En mi travesía en solitario por la Ruta de la Seda, uno de los momentos más conmovedores lo viví en la pequeña aldea de Altit, en la región de Hunza (Pakistán). Tras días de viajar entre montañas nevadas de belleza hipnótica, rodeada de siete miles imponentes, me detuve allí un par de noches. Recuerdo las casas de tipología tibetana, con sus terrazas llenas de albaricoques secándose al sol, creando una sinfonía de colores que cambiaban con el paso de las horas. Los habitantes, musulmanes ismaelitas, me acogieron con una generosa hospitalidad.
El Aga Khan Award for Architecture, establecido en 1977, reconoce proyectos arquitectónicos que responden a las necesidades y aspiraciones de comunidades con significativa presencia musulmana. Se concede cada tres años a propuestas que establecen nuevos estándares de excelencia en arquitectura, urbanismo, restauración patrimonial y diseño del paisaje. Estos galardones destacan soluciones que integran sostenibilidad, innovación, identidad cultural y mejora del entorno.

+ + +

## Tarea por realizar
Según el bloque de texto, ¿con qué periodicidad se concede el Aga Khan Award for Architecture? Las entradas no intervienen en modo alguno en este ejercicio.

+ + +

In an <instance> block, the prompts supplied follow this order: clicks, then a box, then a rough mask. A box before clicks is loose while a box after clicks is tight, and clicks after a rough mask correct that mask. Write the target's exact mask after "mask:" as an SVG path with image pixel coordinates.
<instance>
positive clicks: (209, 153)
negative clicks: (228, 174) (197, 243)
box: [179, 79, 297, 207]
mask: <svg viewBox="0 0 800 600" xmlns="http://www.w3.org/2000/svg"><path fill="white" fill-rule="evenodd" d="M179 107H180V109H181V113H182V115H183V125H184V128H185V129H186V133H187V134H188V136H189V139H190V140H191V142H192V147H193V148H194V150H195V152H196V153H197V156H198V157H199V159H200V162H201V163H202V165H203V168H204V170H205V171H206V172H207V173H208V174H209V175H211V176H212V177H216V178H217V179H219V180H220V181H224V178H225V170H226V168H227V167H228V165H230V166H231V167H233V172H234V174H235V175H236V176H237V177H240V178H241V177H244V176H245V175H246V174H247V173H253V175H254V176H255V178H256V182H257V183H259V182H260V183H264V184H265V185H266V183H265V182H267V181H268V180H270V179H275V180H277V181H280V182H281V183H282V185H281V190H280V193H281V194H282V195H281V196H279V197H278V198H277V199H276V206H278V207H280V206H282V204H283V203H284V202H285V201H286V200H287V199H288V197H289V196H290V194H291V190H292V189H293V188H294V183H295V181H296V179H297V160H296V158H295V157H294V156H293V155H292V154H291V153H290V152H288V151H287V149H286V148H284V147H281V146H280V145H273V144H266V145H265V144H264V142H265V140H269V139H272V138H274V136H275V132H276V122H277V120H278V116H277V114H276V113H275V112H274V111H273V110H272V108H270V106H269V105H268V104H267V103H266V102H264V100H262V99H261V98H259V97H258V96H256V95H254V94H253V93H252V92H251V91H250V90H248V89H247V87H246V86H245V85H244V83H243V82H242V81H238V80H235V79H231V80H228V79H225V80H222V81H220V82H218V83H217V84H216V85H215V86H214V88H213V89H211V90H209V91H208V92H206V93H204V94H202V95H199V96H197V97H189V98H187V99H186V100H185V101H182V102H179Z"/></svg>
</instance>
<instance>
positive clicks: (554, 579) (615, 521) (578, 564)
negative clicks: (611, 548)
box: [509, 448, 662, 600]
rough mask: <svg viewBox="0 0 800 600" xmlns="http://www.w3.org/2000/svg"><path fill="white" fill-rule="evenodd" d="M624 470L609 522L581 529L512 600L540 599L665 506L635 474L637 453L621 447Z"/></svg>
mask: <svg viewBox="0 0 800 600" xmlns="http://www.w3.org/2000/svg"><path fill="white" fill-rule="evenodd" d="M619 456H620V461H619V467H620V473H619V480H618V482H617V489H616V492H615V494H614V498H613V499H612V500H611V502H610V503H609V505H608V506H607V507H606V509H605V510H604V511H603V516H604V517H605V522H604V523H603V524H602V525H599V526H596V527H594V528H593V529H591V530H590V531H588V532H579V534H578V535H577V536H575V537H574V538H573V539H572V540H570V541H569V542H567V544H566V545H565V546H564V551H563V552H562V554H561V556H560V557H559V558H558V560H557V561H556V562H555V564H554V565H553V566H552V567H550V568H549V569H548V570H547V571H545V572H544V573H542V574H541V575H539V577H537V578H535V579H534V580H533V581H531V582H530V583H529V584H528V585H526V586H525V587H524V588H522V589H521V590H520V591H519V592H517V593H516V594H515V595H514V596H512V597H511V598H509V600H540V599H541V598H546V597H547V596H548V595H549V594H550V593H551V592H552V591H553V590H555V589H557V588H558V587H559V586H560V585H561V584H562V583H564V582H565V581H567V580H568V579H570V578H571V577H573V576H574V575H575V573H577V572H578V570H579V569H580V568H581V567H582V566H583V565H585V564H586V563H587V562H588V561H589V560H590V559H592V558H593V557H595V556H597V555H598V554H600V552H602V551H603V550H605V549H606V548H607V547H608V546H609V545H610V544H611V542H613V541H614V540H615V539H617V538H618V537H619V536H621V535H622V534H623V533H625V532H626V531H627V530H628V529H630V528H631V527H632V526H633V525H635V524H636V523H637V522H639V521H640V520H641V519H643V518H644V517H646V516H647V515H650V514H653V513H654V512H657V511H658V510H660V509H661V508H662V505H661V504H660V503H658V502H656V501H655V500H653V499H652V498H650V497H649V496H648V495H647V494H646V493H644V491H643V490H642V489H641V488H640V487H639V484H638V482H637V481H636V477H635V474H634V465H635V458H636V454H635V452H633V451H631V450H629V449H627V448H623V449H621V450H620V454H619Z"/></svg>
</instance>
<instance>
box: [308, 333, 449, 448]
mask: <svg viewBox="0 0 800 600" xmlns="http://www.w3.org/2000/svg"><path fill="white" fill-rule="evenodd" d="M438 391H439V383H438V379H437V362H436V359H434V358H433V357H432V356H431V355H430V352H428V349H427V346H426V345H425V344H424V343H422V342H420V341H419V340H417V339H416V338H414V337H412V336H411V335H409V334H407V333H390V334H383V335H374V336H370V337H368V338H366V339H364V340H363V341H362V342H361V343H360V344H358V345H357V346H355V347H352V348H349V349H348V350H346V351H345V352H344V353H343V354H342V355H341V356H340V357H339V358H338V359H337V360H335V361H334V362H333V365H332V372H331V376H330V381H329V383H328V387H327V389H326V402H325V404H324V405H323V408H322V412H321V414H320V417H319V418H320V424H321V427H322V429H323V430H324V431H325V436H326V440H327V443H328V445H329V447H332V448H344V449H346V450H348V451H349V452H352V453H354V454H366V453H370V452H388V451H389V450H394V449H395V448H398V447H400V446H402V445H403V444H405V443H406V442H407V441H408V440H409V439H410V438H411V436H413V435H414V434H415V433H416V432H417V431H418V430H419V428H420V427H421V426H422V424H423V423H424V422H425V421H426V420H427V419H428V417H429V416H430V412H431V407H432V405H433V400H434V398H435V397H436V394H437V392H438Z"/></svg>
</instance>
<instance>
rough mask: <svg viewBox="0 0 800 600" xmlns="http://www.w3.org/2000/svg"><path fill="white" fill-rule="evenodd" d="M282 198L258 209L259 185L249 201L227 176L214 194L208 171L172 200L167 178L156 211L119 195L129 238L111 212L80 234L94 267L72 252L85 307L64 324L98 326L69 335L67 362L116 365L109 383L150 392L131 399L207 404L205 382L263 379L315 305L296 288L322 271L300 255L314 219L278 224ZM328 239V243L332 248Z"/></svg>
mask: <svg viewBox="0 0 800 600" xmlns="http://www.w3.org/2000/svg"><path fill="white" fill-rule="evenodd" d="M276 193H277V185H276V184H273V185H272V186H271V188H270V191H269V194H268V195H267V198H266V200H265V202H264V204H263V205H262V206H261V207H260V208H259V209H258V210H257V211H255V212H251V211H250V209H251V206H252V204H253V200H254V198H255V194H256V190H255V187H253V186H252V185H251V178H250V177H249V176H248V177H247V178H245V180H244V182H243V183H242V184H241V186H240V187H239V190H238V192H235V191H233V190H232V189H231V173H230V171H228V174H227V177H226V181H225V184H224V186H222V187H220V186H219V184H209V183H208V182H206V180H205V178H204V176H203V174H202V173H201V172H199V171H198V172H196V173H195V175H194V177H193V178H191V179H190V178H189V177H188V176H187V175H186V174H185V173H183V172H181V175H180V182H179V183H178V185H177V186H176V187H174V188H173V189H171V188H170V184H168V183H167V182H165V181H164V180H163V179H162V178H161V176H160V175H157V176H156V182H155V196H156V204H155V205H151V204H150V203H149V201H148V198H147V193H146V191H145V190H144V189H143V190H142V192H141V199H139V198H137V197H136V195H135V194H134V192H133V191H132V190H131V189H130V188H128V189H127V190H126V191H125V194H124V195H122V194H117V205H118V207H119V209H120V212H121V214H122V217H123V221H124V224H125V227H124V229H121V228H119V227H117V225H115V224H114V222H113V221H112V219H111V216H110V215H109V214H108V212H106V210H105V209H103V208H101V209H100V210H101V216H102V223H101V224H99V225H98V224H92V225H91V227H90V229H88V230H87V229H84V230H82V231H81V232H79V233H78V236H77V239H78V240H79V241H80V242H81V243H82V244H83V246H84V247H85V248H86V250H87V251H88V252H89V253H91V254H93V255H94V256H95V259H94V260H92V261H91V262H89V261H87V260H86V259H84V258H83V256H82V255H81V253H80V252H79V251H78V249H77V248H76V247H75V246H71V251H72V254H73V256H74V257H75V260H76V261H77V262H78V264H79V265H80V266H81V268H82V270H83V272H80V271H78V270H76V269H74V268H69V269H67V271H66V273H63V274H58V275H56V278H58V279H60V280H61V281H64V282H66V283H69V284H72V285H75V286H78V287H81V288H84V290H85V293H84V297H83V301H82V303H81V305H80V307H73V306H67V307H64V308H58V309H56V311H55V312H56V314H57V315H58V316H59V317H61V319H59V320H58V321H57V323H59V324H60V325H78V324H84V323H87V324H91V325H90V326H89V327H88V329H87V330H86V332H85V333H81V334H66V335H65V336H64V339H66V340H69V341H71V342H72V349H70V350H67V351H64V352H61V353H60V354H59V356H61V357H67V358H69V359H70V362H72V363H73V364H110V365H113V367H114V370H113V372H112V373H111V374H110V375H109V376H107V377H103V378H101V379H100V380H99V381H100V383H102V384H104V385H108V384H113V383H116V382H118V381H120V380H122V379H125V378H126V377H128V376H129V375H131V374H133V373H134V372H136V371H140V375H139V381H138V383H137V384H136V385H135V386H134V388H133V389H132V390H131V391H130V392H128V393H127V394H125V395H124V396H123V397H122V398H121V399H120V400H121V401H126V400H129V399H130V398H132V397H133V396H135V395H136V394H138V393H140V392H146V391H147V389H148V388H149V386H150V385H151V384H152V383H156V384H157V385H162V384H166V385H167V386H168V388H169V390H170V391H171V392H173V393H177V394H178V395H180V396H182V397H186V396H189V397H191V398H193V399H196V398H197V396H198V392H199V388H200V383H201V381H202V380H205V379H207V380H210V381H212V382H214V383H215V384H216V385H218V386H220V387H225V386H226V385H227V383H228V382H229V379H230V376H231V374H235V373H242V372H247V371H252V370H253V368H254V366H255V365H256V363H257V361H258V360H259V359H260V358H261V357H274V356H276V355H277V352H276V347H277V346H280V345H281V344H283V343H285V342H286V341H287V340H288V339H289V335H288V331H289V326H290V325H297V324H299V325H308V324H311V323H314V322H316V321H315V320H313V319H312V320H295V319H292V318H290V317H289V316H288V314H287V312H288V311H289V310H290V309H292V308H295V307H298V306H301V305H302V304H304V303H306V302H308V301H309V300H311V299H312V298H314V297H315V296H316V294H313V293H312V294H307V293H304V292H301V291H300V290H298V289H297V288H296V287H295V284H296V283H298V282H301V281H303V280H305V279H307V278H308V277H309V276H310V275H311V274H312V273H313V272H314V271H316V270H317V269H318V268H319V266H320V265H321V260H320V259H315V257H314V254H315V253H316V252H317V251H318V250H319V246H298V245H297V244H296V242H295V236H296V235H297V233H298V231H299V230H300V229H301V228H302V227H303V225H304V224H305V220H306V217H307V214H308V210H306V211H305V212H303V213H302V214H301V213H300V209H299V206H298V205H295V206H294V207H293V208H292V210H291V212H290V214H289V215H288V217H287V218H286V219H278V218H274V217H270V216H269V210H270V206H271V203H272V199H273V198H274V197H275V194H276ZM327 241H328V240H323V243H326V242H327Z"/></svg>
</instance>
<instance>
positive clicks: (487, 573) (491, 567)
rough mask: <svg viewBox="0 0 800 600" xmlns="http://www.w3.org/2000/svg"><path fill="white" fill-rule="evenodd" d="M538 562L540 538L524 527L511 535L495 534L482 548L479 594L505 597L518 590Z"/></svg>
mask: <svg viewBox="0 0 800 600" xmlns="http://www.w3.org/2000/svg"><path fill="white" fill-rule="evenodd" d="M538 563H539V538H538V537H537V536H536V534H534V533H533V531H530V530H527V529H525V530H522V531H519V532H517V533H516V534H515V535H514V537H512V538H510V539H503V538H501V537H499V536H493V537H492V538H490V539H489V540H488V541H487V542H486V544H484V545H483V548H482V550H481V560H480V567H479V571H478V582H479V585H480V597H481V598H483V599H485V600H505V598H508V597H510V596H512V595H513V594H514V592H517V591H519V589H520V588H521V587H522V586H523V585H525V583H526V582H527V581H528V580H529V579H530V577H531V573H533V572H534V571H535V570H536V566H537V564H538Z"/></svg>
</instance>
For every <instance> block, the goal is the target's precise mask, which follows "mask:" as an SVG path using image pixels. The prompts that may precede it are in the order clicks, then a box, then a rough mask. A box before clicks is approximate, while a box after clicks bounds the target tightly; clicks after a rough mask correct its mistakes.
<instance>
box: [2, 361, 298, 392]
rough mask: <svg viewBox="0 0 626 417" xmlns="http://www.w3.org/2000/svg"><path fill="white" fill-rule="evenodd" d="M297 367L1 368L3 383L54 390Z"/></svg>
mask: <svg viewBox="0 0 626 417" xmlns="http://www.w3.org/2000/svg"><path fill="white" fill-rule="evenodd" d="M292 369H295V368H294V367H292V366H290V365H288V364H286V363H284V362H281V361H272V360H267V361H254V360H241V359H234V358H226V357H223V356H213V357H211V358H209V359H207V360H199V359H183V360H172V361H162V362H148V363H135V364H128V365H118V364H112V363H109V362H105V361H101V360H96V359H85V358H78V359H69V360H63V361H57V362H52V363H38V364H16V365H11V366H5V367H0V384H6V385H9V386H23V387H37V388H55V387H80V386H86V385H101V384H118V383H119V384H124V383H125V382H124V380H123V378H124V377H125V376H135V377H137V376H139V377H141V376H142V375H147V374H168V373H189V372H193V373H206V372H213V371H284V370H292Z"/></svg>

+ + +

## Solución propuesta
Se concede cada tres años.